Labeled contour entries

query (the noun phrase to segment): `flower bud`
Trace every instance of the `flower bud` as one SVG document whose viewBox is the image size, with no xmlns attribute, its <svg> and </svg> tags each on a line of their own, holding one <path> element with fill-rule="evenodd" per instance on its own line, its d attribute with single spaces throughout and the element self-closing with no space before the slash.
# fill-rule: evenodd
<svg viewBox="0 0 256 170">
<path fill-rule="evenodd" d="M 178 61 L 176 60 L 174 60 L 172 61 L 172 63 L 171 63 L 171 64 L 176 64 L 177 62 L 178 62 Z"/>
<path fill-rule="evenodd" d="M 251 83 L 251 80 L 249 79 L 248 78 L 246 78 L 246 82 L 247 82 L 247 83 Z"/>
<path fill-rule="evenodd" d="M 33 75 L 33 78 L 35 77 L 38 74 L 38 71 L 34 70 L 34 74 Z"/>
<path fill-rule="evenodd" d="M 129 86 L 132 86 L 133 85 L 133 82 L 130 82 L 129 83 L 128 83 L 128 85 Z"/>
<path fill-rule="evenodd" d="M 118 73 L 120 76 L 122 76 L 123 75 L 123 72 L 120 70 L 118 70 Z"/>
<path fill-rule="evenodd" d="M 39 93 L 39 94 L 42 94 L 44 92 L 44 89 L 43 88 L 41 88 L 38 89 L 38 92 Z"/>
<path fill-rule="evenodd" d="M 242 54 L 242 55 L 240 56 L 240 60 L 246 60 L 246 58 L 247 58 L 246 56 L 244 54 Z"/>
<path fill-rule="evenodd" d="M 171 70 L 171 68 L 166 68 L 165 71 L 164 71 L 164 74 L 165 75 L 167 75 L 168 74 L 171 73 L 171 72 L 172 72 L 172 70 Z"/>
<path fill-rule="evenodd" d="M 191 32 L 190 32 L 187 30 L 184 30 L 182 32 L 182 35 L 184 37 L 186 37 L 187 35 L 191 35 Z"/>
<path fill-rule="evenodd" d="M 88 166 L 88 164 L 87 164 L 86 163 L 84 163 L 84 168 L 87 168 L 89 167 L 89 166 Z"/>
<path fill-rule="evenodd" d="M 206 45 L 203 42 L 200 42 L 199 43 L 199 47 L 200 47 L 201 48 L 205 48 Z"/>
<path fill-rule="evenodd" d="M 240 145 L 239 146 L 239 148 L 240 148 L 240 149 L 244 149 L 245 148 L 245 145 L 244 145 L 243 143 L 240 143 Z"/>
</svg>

= Task description =
Retype the listing exactly, in full.

= Exercise response =
query (the noun phrase to segment): `flower bud`
Trace every instance of the `flower bud` as one SVG document whose viewBox is the image size, with no xmlns attribute, its <svg> and </svg> tags each on a line of their own, holding one <path> element with fill-rule="evenodd" per instance on its own line, its d attribute with single spaces throughout and the element self-closing with no space before the slash.
# fill-rule: evenodd
<svg viewBox="0 0 256 170">
<path fill-rule="evenodd" d="M 178 61 L 176 60 L 174 60 L 172 61 L 172 63 L 171 63 L 171 64 L 176 64 L 177 62 L 178 62 Z"/>
<path fill-rule="evenodd" d="M 251 83 L 251 80 L 249 79 L 248 78 L 246 78 L 246 82 L 247 82 L 247 83 Z"/>
<path fill-rule="evenodd" d="M 33 75 L 33 78 L 35 77 L 38 74 L 38 71 L 34 70 L 34 74 Z"/>
<path fill-rule="evenodd" d="M 129 86 L 132 86 L 133 85 L 133 82 L 130 82 L 129 83 L 128 83 L 128 85 Z"/>
<path fill-rule="evenodd" d="M 118 73 L 120 76 L 122 76 L 123 75 L 123 72 L 120 70 L 118 70 Z"/>
<path fill-rule="evenodd" d="M 39 93 L 39 94 L 42 94 L 44 92 L 44 89 L 43 88 L 41 88 L 38 89 L 38 92 Z"/>
<path fill-rule="evenodd" d="M 242 54 L 242 55 L 240 56 L 240 60 L 246 60 L 246 58 L 247 58 L 246 56 L 244 54 Z"/>
<path fill-rule="evenodd" d="M 171 70 L 171 68 L 166 68 L 165 71 L 164 71 L 164 74 L 165 75 L 167 75 L 168 74 L 171 73 L 171 72 L 172 72 L 172 70 Z"/>
<path fill-rule="evenodd" d="M 191 32 L 190 32 L 187 30 L 184 30 L 182 32 L 182 35 L 184 37 L 186 37 L 187 35 L 191 35 Z"/>
<path fill-rule="evenodd" d="M 88 166 L 88 164 L 87 164 L 86 163 L 84 163 L 84 168 L 87 168 L 89 167 L 89 166 Z"/>
<path fill-rule="evenodd" d="M 206 45 L 203 42 L 200 42 L 199 43 L 199 47 L 200 47 L 201 48 L 205 48 Z"/>
<path fill-rule="evenodd" d="M 240 145 L 239 146 L 239 148 L 240 148 L 240 149 L 244 149 L 245 148 L 245 145 L 244 145 L 243 143 L 240 143 Z"/>
</svg>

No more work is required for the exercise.